## start Exercise data
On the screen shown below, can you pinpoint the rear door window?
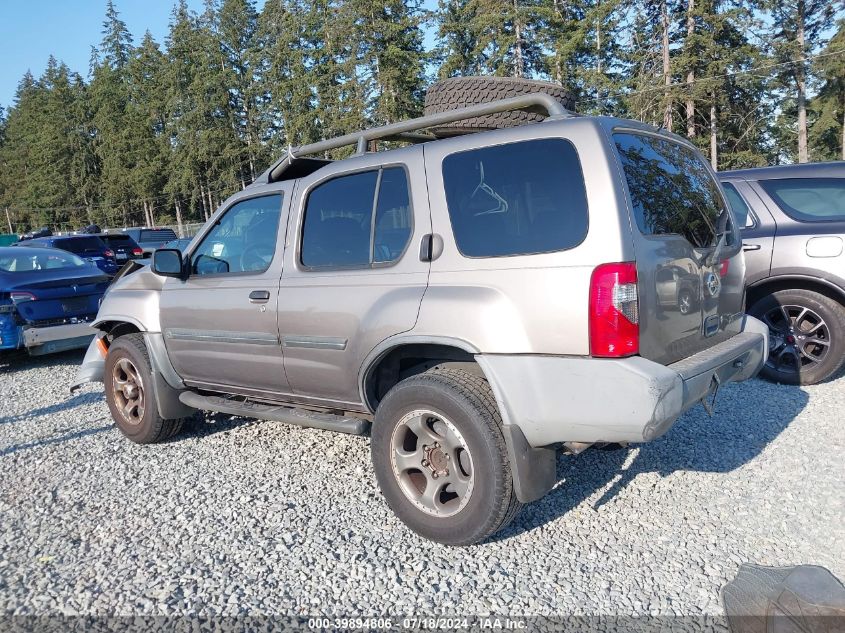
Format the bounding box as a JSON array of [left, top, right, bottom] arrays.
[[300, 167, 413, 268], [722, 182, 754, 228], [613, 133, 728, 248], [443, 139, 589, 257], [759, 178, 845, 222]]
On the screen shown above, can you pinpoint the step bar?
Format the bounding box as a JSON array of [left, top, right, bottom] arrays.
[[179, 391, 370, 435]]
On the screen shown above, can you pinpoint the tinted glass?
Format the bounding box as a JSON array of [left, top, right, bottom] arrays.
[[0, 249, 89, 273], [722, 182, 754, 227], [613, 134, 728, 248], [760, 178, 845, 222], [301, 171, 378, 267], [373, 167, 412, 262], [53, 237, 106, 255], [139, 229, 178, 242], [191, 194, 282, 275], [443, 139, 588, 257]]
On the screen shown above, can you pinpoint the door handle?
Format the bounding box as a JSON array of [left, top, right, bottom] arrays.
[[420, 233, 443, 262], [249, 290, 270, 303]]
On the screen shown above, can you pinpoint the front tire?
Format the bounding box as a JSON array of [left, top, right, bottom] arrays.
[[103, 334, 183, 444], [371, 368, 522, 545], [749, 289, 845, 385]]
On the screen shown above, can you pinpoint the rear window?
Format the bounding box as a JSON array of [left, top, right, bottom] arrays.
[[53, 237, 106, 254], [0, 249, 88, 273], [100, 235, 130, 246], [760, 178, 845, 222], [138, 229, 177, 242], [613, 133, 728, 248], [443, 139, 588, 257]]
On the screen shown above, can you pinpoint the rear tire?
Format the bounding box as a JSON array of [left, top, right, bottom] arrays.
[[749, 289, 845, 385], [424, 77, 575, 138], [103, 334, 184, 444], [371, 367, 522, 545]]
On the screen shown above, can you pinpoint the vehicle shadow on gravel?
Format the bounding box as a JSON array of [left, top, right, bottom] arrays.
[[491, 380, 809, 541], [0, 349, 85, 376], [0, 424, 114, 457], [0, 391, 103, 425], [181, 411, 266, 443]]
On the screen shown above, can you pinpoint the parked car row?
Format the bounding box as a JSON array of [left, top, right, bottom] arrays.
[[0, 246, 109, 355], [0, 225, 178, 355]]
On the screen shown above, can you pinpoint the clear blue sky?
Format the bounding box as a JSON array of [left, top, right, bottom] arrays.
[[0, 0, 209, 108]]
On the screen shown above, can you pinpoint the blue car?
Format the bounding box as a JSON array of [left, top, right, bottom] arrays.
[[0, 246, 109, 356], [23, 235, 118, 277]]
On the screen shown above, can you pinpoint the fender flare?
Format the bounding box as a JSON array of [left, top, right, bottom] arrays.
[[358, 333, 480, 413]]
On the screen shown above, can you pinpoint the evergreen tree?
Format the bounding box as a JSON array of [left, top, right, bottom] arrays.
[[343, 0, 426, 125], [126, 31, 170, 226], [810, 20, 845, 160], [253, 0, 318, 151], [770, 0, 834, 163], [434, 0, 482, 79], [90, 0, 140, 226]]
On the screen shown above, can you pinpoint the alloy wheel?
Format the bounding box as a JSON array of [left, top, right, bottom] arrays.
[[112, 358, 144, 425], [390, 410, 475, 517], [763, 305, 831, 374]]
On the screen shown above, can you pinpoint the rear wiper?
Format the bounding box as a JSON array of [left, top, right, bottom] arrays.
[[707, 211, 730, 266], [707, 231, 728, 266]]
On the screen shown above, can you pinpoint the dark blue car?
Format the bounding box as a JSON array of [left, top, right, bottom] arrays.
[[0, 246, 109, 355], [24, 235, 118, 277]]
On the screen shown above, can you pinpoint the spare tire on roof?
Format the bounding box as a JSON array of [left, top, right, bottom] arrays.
## end Exercise data
## What needs to be done
Output every line of the records above as a Markdown table with two columns, "Row" for the row number and "Line" for the line itself. Skip blank lines and leave the pictures out.

## Task answer
| Row | Line |
|---|---|
| 1 | On the screen shown below, can you pinpoint the rear door window? |
| 2 | Format the bounding box as a JSON array of [left, top, right, bottom] arrays. |
| 3 | [[300, 167, 413, 268], [722, 182, 754, 228], [613, 133, 728, 248], [443, 139, 589, 257], [759, 178, 845, 222]] |
| 4 | On the screen shown above, can you pinpoint the step bar? |
| 5 | Format the bounding box as a JSON array of [left, top, right, bottom] arrays. |
| 6 | [[179, 391, 370, 435]] |
| 7 | On the screen shown above, can you pinpoint the tinted glass? |
| 8 | Format the bounding box as a JSON array of [left, top, right, bottom] arrays. |
| 9 | [[0, 249, 89, 273], [722, 182, 754, 227], [613, 134, 728, 248], [760, 178, 845, 222], [301, 171, 378, 267], [373, 167, 412, 262], [53, 237, 106, 255], [139, 229, 178, 242], [191, 194, 282, 275], [443, 139, 588, 257]] |
| 10 | On the screen shown above, can you pinpoint the door handle? |
| 11 | Format the bounding box as a JSON array of [left, top, right, bottom] arrays. |
| 12 | [[420, 233, 443, 262], [249, 290, 270, 303]] |
| 13 | On the screen shown above, can you pinpoint the front tire? |
| 14 | Format the bounding box as a JSON array of [left, top, right, bottom] arrays. |
| 15 | [[103, 334, 183, 444], [371, 368, 522, 545], [749, 289, 845, 385]] |
| 16 | On the screen shown above, can you pinpoint the rear window? |
| 17 | Format the bounding box as a JSON array of [left, top, right, bottom] arrays. |
| 18 | [[53, 237, 106, 254], [0, 249, 88, 273], [100, 235, 130, 246], [760, 178, 845, 222], [138, 229, 177, 242], [613, 133, 728, 248], [443, 139, 588, 257]] |
| 19 | On the screen shown above, can you pinpoint the rear tire? |
| 20 | Format the bounding box as a JSON array of [left, top, right, bottom] arrays. |
| 21 | [[749, 289, 845, 385], [424, 77, 575, 138], [103, 334, 184, 444], [371, 367, 522, 545]] |
| 22 | On the screen shown above, can you pinpoint the vehicle shadow on gravel? |
| 23 | Format the bounding box as a JSON array of [left, top, right, bottom] arrays. |
| 24 | [[491, 380, 809, 541], [0, 349, 85, 376], [0, 424, 114, 457], [0, 391, 103, 425], [181, 411, 266, 443]] |
| 25 | On the screen shown above, can you pinpoint the parked car row? |
| 26 | Format the bounding box as a JSON array of [left, top, right, bottom] arrays. |
| 27 | [[0, 246, 109, 355], [0, 225, 178, 355]] |
| 28 | On the screen shown above, can you pinpoint the clear blue sky? |
| 29 | Format the bounding box as a JSON array of [left, top, right, bottom] arrays. |
| 30 | [[0, 0, 209, 108]] |
| 31 | On the screen shown above, can you pinpoint the blue car? |
| 32 | Format the bounding box as a JSON array of [left, top, right, bottom] arrays. |
| 33 | [[0, 246, 109, 356], [23, 235, 118, 277]] |
| 34 | On the screen shown above, can you pinpoint the fender flare? |
| 35 | Format the bounding box as a JSON array of [left, top, right, bottom] arrays. |
| 36 | [[358, 333, 480, 413]] |
| 37 | On the screen shown above, can you pinpoint the evergreen tree? |
| 38 | Format the bounding box as a JSON array of [left, top, right, bottom] arrays. |
| 39 | [[343, 0, 426, 125], [126, 31, 170, 226], [810, 20, 845, 160], [253, 0, 318, 151], [770, 0, 834, 163], [434, 0, 482, 79], [90, 0, 140, 226]] |
| 40 | On the screen shown above, can you pinpoint the alloy wheel? |
| 41 | Format the bounding box as a JSON array of [left, top, right, bottom] arrays. |
| 42 | [[112, 358, 144, 425], [390, 410, 475, 517], [763, 305, 831, 374]] |
| 43 | On the screen shown above, can you pinpoint the rear wiper? |
| 44 | Format the bounding box as a JSON array of [left, top, right, bottom] arrays. |
| 45 | [[707, 211, 730, 266], [707, 231, 728, 266]] |
| 46 | On the screen shown above, can you pinpoint the dark blue car? |
| 47 | Format the bounding box as a JSON array of [left, top, right, bottom] arrays. |
| 48 | [[0, 246, 109, 355], [24, 235, 118, 277]] |
| 49 | On the screen shown above, can you pinpoint the spare tire on roof? |
| 50 | Format the bounding box as a JSON array of [left, top, right, bottom] arrays. |